▶ Zu bearbeitende Aufgabe
Setze den Konzertbericht über Cold Specks in der Alten Feuerwache im Anschluss an seinen letzten Satz fort.

▶ Auszug aus Quelle
- - -
Cold Specks in der Alten Feuerwache

26.1.2015: Ella and the Bad Seeds

Vor zwei Jahren, sagt Al Spx irgendwann zwischen zwei Songs, sei sie das erste Mal durch Deutschland getourt, aber an diesem Abend in Mannheim habe sie eine ganz andere Band dabei. Kaum verwunderlich, verhalten sich ihr Debütalbum als Cold Specks von 2012 und das einwandfreie Neuroplasticity aus dem letzten Jahr zueinander wie der Tag zur Nacht. Die erste Hälfte, gespickt mit Songs ihres neuen Albums, ist schwermütig und dunkel, bevor sich nach und nach der Schleier hebt und Al Spx allein auf der Bühne steht.

Doch zurück zum Anfang: Der Montagabend fängt recht locker an, Vorband sind die Halb-Einheimischen Still Parade. Irgendwo zwischen Folk und jangly Pop bewegt sich das Trio um Niklas Kramer, und mit „bewegt“ ist auch „bewegt“ gemeint. Zwar ist die Alte Feuerwache nicht übermäßig gut besucht, aber das kann man wohl auf den Wochentag, das schlechte Wetter und den Niedergang der Konzertkultur im Allgemeinen schieben. An Still Parade liegt es nicht und auch Cold Specks kann man nicht vorwerfen, dass sie nicht ordentlich abliefern.

Ohne große Einleitung startet die Hauptband direkt in den ersten Song, „Let Loose the Dogs“. Wem es nicht dann schon klar ist, der merkt spätestens bei Lied Nummer 2, dem Opener von Neuroplasticity mit dem programmatischen Namen „A Broken Memory“, dass gute Laune heute Abend keine große Rolle spielt. Nach „Living Signs“, sowohl auf dem Album als auch live ein Höhepunkt, kündigt Al Spx, die hinter Cold Specks steckt, „Old Knives“ an: Ein Traum, in dem sie ihren Liebhaber köpft, habe sie inspiriert, den Song zu schreiben. Sie glaube, es sei ein Liebeslied. Nach ein paar Minuten bricht das Chaos aus, der Saxophonist bläst um sein Leben und das Schlagzeug zerstört alles. Das Dunkle, das Unbehagen steckt in den Songs von Neuroplasticity, die bis auf das kaum weniger dunkle „Hector“ den ersten Teil des Konzerts ausmachen. „A Season of Doubt“ wird a cappella dargeboten, kurz darauf wird „We No Who U R“ von Nick Cave gecovert.
- - -
▶ Bereitgestelltes Material
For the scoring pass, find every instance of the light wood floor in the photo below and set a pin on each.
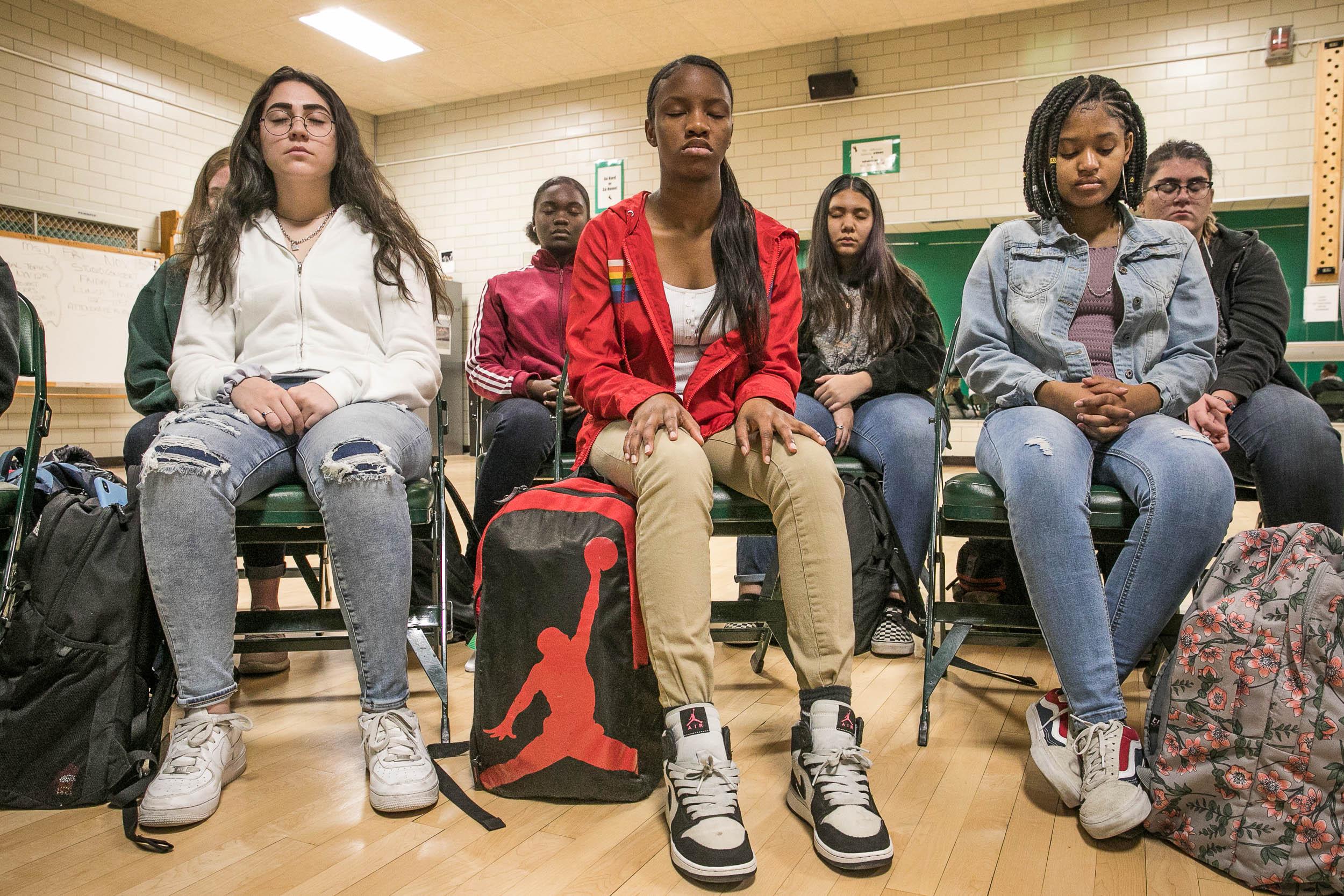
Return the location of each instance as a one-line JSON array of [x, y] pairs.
[[969, 814]]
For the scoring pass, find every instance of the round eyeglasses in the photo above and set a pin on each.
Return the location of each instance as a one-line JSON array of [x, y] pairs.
[[1195, 189], [319, 124]]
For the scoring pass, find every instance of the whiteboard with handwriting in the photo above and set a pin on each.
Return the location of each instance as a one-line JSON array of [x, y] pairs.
[[84, 297]]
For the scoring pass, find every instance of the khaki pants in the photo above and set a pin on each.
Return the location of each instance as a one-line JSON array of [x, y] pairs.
[[674, 491]]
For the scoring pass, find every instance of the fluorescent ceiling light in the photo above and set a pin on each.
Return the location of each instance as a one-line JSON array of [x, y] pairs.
[[361, 33]]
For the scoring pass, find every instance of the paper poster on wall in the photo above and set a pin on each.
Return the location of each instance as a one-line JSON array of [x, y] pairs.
[[873, 156], [1321, 303], [608, 183]]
- - -
▶ Lösung der Aufgabe
Beides zusammen weist darauf hin, wie seltsam die Musik von Cold Specks im Kern ist. Eine Soulstimme, die erst Folksongs schreibt und dann eine Post-Rock Combo frontet? Ella Fitzgerald als Sängerin der Bad Seeds? Man mag am Anfang gar nicht glauben, dass die Frau mit der ausdrucksstarken Stimme die Songs schreibt, die dort um sie herum gespielt werden. Doch das ist das Packende an Cold Specks, die Begegnung von Spx‘ Stimme, die klingt als käme sie von einem 50’s Jazzalbum, mit der nebligen, düsteren Musik des amerikanischen Südens. Live bekommt diese Begegnung noch mehr Körperlichkeit. Die Zuhörer sind gefesselt von der Bühnenpräsenz der Kanadierin, die der schwarze Hut, den sie das Konzert über trägt, noch verstärkt.

Es ist auch jene Stimme, die der Band danach die Show stiehlt. „Blank Maps“ – einer der ersten Songs aus Al Spx‘ Feder und inzwischen von Neuem ihr „favourite child“ – und „When the City Lights Dim“ leiten den Teil des Konzertes ein, der sich um die Songs von I Predict a Graceful Expulsion dreht. Zwei ihrer Lieder singt sie im Laufe des Konzertes noch ohne instrumentale Begleitung, ein weiteres wäre vielleicht auch zuviel des Guten gewesen. „Absisto“, einer der besten Songs des letzten Jahres, kommt live auch ohne die kurze Pause in seiner Mitte aus. Dafür muss man der Band und besonders Saxophonist Chris Cundy ein Lob aussprechen. Letzterer beweist, dass Konzerte wie dieses immer von Holzbläsern profitieren können.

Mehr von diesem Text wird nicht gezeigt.